_WHAT IS BEING ASKED_:
Answer from the tofu recipe below:
(a) How much soy sauce does the ingredient list call for?
(b) What size should the tofu cubes be?
(c) What was added to the spinach after it came off the heat?
*** EXCERPT
Due to my current even-more-conscious-eating 2-week trial, I couldn't eat this, barely tasted the sauce just to make sure it didn't taste like poo...but apparently it was perfect and I nailed it. Wee!
I served this with rice and some spinach that I cooked by first sauteing some minced garlic over sesame oil, then cooking the spinach (about a bag) til almost all wilted, then adding about a tablespoon and a half of soy sauce and the same amount of granulated sugar, mixing that up over low heat til done, and then taking it off the heat and adding about a tablespoon of toasted sesame seeds.
These dishes went great together. I recommend you try the tofu out at least! Pretty good--I didn't fry every side of the small chunks of tofu perfectly (they were so small and kept breaking!) but used a spatula to turn them as best I could.
Sweet 'n Sour Sesame Tofu
Recipe from The Spice Train
3 tablespoons soy sauce
2 tablespoons rice vinegar
1 tablespoon dark or light brown sugar
1 teaspoon freshly grated ginger
1 large garlic clove, minced
1/2 tablespoon sesame seeds
1 tablespoon toasted sesame oil
1/2 teaspoon red pepper flakes
1 teaspoon cornstarch
1 tablespoon honey
about 1 pound firm tofu
1/2 cup flour
4 scallions, chopped
about 3 tablespoons vegetable oil for frying
Put the soy sauce, rice vinegar, brown sugar, ginger, garlic, sesame seeds, sesame oil, red pepper flakes, cornstarch and honey into a bowl and whisk well until fully combined. Set aside.
Cut the tofu into 1-inch cubes.
Roll the tofu cubes in the flour, making sure you are coating them on all sides.
Fry the tofu in vegetable oil until golden brown on all sides. Set aside.
Pour the sauce ingredients into a sauce pan and bring to a full boil. Keep boiling the sauce until it becomes transparent and thickens. Take off the heat and pour over the tofu.
******
*** EXCERPTED DATA
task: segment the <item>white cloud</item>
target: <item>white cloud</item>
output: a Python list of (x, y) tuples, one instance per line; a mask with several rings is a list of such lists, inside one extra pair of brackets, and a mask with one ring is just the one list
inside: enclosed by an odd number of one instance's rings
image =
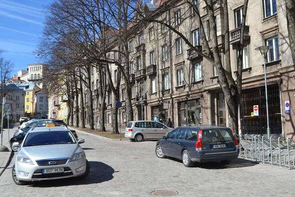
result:
[(15, 15), (14, 14), (9, 14), (9, 13), (5, 12), (3, 10), (0, 10), (0, 15), (5, 16), (7, 16), (7, 17), (10, 17), (10, 18), (15, 18), (15, 19), (20, 20), (24, 21), (27, 21), (29, 23), (34, 23), (35, 24), (41, 25), (43, 25), (42, 23), (40, 23), (40, 22), (38, 22), (37, 21), (33, 21), (32, 20), (28, 19), (27, 18), (23, 17), (22, 16), (19, 16)]
[(0, 29), (2, 29), (2, 30), (8, 30), (8, 31), (12, 31), (12, 32), (17, 32), (18, 33), (25, 34), (26, 35), (31, 35), (31, 36), (34, 36), (34, 37), (38, 37), (38, 36), (37, 35), (36, 35), (35, 34), (27, 33), (27, 32), (22, 32), (22, 31), (20, 31), (16, 30), (13, 30), (12, 29), (9, 29), (9, 28), (4, 28), (3, 27), (0, 26)]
******
_PROBLEM SOLUTION_:
(a) 3 tablespoons
(b) 1-inch cubes
(c) About a tablespoon of toasted sesame seeds